Raw records

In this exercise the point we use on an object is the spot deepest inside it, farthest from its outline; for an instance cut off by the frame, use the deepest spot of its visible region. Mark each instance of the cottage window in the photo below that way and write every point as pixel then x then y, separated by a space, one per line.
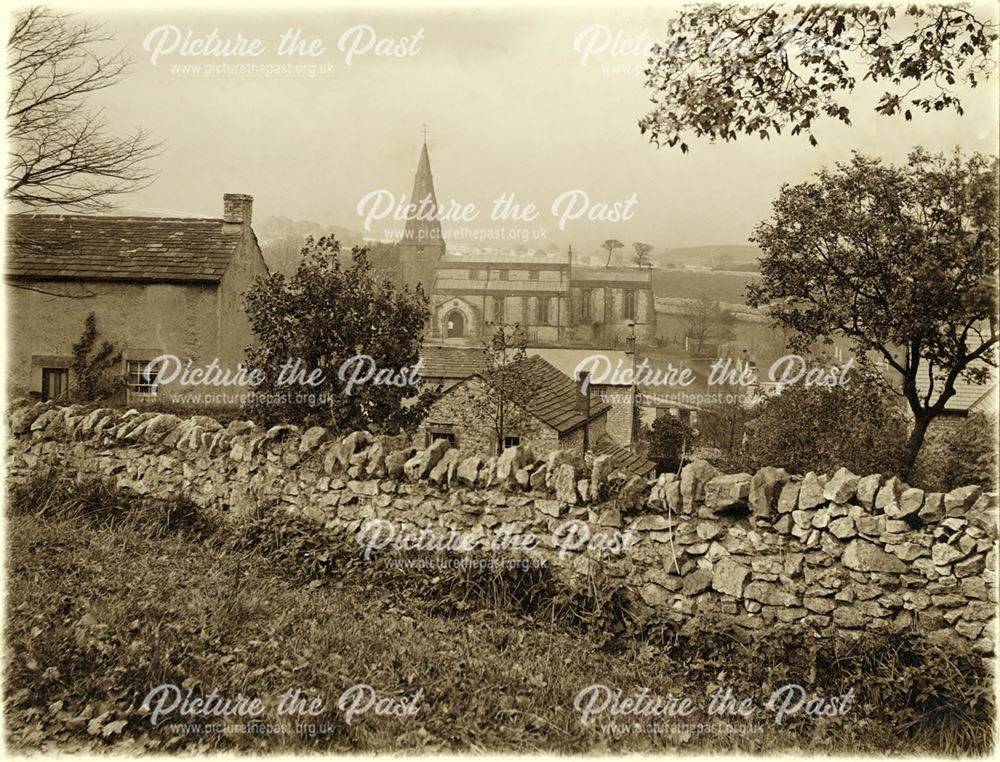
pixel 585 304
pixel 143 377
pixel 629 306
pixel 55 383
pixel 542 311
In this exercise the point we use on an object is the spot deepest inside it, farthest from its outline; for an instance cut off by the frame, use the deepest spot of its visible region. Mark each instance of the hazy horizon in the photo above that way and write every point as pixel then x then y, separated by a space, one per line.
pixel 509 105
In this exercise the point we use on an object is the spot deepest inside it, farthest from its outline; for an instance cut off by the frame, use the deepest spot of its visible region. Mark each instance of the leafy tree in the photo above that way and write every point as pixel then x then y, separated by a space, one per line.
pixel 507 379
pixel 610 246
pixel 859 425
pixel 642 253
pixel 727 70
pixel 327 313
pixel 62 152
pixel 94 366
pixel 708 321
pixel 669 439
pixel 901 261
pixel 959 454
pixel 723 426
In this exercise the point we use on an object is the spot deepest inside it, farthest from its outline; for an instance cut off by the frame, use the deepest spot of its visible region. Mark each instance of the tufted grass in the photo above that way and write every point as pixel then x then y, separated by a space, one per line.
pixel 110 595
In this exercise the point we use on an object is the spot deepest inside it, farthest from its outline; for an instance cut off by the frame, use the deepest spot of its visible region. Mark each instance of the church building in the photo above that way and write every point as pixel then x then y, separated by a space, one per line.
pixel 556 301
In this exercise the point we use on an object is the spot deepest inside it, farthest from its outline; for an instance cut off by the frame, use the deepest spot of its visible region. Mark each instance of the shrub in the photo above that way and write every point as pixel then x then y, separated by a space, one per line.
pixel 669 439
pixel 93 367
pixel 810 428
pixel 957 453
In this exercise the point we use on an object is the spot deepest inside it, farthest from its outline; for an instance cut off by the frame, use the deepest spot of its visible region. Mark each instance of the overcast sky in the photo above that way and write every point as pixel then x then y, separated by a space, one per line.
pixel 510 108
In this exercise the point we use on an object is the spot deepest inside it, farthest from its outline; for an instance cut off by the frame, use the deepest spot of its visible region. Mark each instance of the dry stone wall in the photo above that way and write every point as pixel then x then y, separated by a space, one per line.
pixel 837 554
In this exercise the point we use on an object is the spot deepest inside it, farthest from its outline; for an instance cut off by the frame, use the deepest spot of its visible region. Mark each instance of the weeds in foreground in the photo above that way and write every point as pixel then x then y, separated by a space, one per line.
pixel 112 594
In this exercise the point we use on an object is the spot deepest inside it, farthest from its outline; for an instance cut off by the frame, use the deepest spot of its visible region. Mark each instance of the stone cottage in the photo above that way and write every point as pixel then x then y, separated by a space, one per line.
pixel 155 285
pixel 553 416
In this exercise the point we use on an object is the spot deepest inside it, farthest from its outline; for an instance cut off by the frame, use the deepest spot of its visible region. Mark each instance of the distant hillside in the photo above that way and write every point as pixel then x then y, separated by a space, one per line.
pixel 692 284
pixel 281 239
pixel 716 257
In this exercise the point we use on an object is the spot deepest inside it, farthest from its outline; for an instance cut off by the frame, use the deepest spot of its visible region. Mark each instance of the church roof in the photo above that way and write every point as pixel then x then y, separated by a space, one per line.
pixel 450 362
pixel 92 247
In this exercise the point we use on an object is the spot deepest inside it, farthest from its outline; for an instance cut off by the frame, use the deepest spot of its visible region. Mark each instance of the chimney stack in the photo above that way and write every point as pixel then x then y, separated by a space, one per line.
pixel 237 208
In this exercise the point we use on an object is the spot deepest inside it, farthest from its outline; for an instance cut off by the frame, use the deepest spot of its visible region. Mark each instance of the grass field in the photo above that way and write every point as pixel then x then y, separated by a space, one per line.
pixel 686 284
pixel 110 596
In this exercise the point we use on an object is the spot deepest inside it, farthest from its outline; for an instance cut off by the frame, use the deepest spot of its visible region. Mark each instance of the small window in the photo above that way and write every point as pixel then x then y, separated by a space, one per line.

## [TO DO]
Retype, character for character, the lines from the one containing "of the chimney" through the end of the items above.

## [SOLVED EXERCISE]
In this exercise the point we use on an object is the spot deepest inside it, farthest from its outline; for an instance cut off by the frame, use the deepest spot of its visible region. Mark each instance of the chimney stack in the photo above that way and write every point as pixel then x then y, separated by a space, one per line.
pixel 237 208
In this exercise the point we use on an object is the spot deepest inside it, farthest from its outline; for an instance cut off by the frame, use the deepest spot of its visible region. Mark each instance of the grass field in the photo above that way and write every point as pixel then x then y, separated by a space, one per line.
pixel 686 284
pixel 110 596
In this exercise the point we use on an object is the spot deepest inside it, farthest from its outline; for an instance cut off by the frame, use the deepest spot of its visible region. Mark each instance of the small window in the photo above that way and write every point as pixel then x then y, separated by a space, one per line.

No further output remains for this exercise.